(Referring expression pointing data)

---+---

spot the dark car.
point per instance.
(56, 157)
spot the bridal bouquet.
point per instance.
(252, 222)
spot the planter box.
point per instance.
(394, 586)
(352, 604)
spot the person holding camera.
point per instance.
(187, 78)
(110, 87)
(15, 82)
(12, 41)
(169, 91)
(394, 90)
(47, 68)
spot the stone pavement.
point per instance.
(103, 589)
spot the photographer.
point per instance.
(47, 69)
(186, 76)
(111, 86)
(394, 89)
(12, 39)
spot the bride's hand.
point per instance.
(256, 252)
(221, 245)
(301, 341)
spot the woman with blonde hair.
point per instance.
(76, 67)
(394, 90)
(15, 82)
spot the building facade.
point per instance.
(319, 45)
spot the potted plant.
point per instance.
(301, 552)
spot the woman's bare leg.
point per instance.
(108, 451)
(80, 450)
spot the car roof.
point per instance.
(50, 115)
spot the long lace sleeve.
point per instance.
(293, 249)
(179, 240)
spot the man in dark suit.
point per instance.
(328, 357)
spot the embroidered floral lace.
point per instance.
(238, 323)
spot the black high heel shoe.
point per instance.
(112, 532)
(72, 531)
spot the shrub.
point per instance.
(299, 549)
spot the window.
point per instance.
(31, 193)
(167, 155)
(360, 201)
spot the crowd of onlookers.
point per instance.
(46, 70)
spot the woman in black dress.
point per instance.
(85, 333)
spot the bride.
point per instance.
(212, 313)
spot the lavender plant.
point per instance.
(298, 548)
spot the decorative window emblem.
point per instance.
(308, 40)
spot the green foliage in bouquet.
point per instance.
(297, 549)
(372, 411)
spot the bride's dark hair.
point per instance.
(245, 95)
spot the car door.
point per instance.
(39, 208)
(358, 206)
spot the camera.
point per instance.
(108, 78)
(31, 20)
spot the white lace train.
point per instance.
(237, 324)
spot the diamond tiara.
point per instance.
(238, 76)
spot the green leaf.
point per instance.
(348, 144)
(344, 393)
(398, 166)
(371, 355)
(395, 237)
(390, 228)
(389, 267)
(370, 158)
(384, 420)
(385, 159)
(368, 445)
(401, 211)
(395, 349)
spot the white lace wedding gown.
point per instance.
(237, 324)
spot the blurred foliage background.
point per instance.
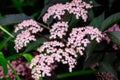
(14, 11)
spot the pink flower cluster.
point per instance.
(19, 66)
(78, 38)
(76, 7)
(59, 29)
(41, 64)
(115, 27)
(28, 28)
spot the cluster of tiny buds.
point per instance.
(20, 66)
(58, 29)
(115, 27)
(78, 37)
(75, 7)
(61, 51)
(28, 28)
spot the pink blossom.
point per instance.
(30, 25)
(29, 28)
(78, 37)
(56, 11)
(41, 64)
(50, 47)
(23, 39)
(59, 29)
(51, 52)
(75, 7)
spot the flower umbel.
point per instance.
(75, 7)
(29, 28)
(59, 29)
(78, 37)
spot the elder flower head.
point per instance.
(78, 8)
(59, 29)
(30, 25)
(115, 27)
(41, 65)
(78, 37)
(50, 47)
(28, 29)
(75, 7)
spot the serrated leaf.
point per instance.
(13, 19)
(92, 60)
(13, 70)
(12, 57)
(115, 37)
(111, 20)
(3, 43)
(27, 56)
(18, 5)
(97, 21)
(110, 3)
(109, 57)
(90, 48)
(3, 63)
(105, 67)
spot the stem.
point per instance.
(44, 26)
(75, 73)
(6, 31)
(43, 36)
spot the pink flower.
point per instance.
(75, 7)
(19, 66)
(30, 25)
(78, 37)
(59, 29)
(50, 53)
(28, 28)
(23, 39)
(50, 47)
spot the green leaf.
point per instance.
(4, 30)
(3, 63)
(115, 37)
(75, 73)
(105, 67)
(97, 21)
(109, 57)
(35, 44)
(27, 56)
(90, 48)
(111, 20)
(40, 78)
(12, 57)
(13, 19)
(13, 70)
(92, 60)
(3, 43)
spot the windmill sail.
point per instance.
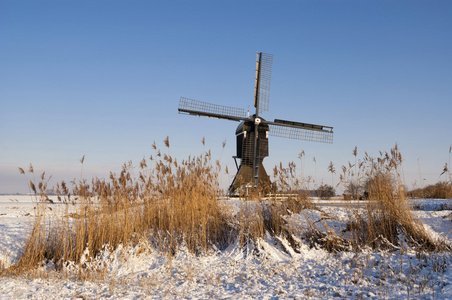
(205, 109)
(263, 80)
(301, 131)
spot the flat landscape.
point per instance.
(265, 268)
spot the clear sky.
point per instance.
(103, 79)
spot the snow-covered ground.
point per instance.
(276, 271)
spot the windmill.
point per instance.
(253, 131)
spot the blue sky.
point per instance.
(103, 79)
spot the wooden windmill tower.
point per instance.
(253, 131)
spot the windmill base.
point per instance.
(242, 183)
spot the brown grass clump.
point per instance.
(168, 203)
(387, 215)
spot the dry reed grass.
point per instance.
(170, 203)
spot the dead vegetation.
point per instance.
(169, 204)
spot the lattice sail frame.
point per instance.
(264, 81)
(201, 108)
(301, 133)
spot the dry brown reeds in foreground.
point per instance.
(168, 203)
(387, 216)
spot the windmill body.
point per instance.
(252, 133)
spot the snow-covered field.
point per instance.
(276, 271)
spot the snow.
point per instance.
(276, 271)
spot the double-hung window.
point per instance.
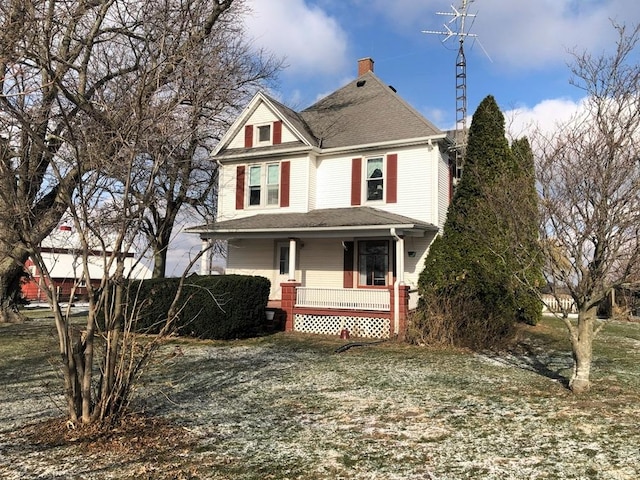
(255, 182)
(264, 184)
(375, 178)
(373, 262)
(273, 184)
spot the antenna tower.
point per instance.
(459, 20)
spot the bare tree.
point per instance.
(63, 64)
(589, 181)
(209, 88)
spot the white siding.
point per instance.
(333, 187)
(413, 266)
(321, 263)
(418, 183)
(444, 187)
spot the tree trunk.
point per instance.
(582, 348)
(160, 244)
(11, 271)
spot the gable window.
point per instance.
(264, 134)
(264, 179)
(373, 262)
(375, 179)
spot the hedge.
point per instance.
(213, 307)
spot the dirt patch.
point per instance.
(131, 436)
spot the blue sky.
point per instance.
(527, 44)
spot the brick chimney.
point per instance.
(365, 65)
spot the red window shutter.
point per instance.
(392, 178)
(356, 181)
(277, 132)
(285, 174)
(240, 187)
(248, 136)
(348, 264)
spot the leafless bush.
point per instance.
(457, 320)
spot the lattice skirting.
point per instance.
(333, 325)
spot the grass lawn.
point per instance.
(286, 406)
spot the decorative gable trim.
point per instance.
(248, 136)
(240, 173)
(392, 178)
(356, 181)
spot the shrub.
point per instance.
(458, 319)
(214, 307)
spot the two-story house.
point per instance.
(336, 204)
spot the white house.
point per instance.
(62, 255)
(336, 204)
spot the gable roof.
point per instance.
(314, 222)
(365, 111)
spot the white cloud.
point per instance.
(311, 42)
(525, 34)
(545, 116)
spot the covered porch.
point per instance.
(343, 269)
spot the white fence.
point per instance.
(347, 298)
(564, 302)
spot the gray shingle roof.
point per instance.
(365, 111)
(322, 219)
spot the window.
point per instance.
(373, 262)
(264, 134)
(273, 184)
(268, 182)
(375, 179)
(255, 179)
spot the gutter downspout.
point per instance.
(399, 279)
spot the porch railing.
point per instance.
(344, 298)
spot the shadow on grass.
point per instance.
(527, 357)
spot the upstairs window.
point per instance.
(255, 181)
(273, 184)
(263, 180)
(375, 179)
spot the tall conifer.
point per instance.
(472, 263)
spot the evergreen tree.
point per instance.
(471, 266)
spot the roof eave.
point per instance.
(408, 229)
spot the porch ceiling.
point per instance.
(331, 222)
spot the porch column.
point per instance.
(399, 279)
(205, 260)
(292, 260)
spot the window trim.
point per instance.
(264, 185)
(389, 260)
(383, 178)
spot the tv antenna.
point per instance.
(457, 27)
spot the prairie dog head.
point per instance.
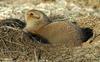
(35, 19)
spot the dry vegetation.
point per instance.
(16, 46)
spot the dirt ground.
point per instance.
(19, 48)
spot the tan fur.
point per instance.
(61, 32)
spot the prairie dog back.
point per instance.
(62, 33)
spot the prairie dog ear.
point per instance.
(34, 15)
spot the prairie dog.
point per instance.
(62, 32)
(35, 20)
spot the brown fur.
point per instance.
(62, 32)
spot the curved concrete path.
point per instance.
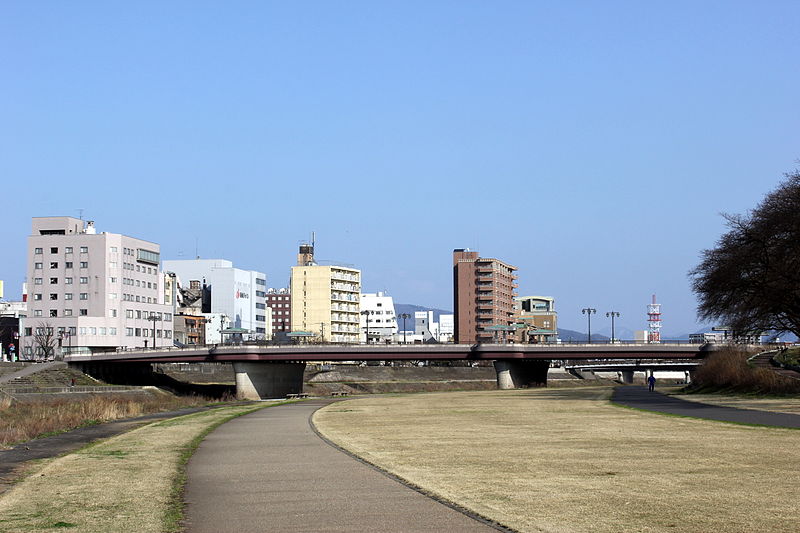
(641, 398)
(269, 471)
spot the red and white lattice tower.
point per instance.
(654, 322)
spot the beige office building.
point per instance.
(96, 291)
(325, 299)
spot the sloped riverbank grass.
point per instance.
(126, 483)
(23, 421)
(566, 460)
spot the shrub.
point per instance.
(728, 370)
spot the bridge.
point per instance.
(272, 371)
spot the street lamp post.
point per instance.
(612, 314)
(154, 317)
(588, 311)
(404, 316)
(366, 314)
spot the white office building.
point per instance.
(377, 311)
(92, 291)
(238, 294)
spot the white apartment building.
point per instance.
(238, 294)
(377, 312)
(428, 329)
(95, 291)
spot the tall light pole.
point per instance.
(612, 314)
(366, 325)
(154, 317)
(588, 312)
(404, 316)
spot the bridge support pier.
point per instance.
(520, 374)
(260, 381)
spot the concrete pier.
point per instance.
(263, 380)
(520, 374)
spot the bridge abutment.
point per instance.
(259, 381)
(520, 374)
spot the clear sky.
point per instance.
(591, 144)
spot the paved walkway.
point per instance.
(268, 471)
(641, 398)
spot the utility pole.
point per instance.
(612, 314)
(588, 312)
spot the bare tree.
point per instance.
(751, 279)
(45, 340)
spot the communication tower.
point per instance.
(654, 322)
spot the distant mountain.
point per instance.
(399, 309)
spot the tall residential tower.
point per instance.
(93, 291)
(483, 296)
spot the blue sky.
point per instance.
(591, 144)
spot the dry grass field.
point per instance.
(778, 404)
(21, 421)
(123, 484)
(565, 460)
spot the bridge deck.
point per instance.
(397, 352)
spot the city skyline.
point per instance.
(593, 147)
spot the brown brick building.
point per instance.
(483, 296)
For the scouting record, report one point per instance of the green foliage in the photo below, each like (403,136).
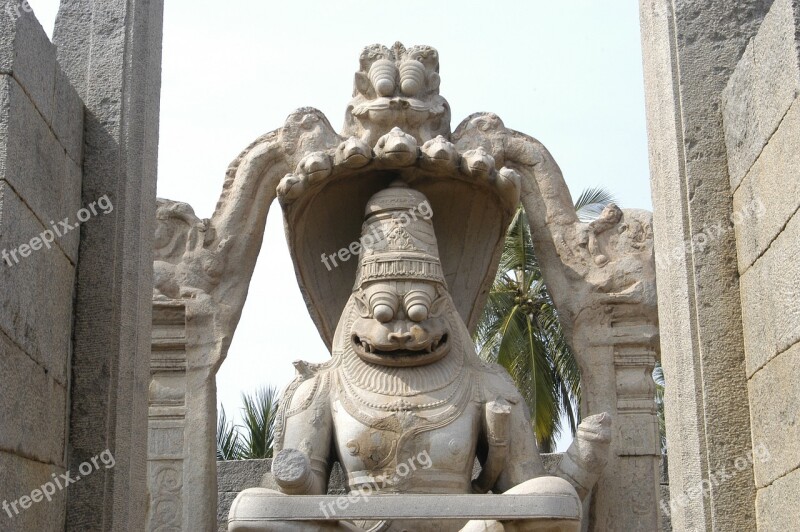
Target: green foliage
(229,445)
(259,423)
(591,203)
(258,429)
(520,330)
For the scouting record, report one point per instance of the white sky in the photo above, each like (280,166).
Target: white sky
(568,73)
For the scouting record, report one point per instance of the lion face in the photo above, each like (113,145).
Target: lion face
(401,323)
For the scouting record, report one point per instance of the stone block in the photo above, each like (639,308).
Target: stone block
(237,475)
(36,165)
(770,193)
(761,89)
(778,506)
(771,300)
(36,307)
(32,407)
(68,117)
(28,54)
(775,418)
(20,477)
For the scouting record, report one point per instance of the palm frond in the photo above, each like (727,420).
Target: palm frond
(591,203)
(229,444)
(260,410)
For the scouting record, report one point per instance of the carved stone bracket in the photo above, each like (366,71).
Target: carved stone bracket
(167,417)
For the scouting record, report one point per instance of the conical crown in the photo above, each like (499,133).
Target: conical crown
(397,238)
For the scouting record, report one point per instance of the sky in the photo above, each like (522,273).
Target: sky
(567,73)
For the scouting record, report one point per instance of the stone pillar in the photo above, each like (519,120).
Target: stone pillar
(761,111)
(167,418)
(617,345)
(111,52)
(690,50)
(181,472)
(41,139)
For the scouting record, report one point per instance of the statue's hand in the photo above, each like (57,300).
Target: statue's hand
(292,471)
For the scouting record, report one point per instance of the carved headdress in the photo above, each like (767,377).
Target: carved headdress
(397,239)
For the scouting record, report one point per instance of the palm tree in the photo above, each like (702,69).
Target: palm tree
(519,329)
(229,444)
(259,423)
(260,410)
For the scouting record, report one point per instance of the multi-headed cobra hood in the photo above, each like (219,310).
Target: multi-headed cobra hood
(397,131)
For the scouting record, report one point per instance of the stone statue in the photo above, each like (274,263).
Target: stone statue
(404,377)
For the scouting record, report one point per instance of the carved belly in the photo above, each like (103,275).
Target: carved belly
(413,456)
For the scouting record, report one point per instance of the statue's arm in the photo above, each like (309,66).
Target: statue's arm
(304,438)
(522,461)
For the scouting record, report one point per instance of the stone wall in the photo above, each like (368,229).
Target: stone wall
(722,81)
(78,152)
(761,112)
(41,142)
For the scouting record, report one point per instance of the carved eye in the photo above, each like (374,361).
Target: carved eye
(384,306)
(418,304)
(383,313)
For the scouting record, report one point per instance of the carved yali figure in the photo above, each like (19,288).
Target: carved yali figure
(405,405)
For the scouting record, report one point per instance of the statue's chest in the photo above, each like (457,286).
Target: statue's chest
(413,450)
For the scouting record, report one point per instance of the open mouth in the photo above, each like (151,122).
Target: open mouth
(400,356)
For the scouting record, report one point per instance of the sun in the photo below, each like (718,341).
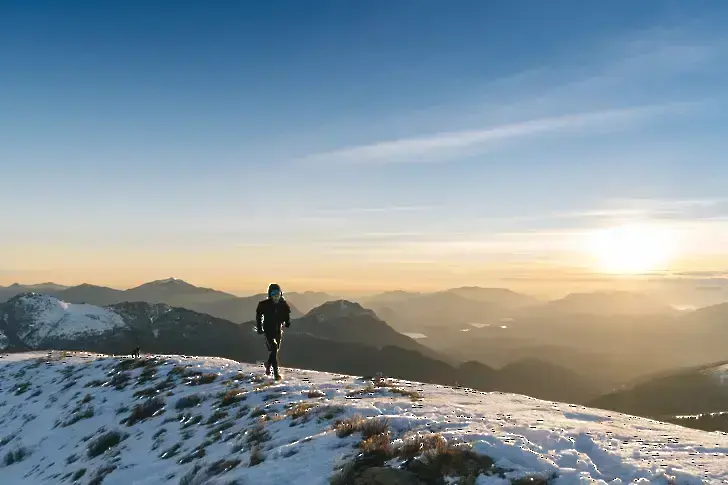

---+---

Task to carry out - Where a line of the records has the string "flower", copy that line.

Answer to this problem -
spot the pink flower cluster.
spot the flower umbel.
spot the elder flower head.
spot the pink flower.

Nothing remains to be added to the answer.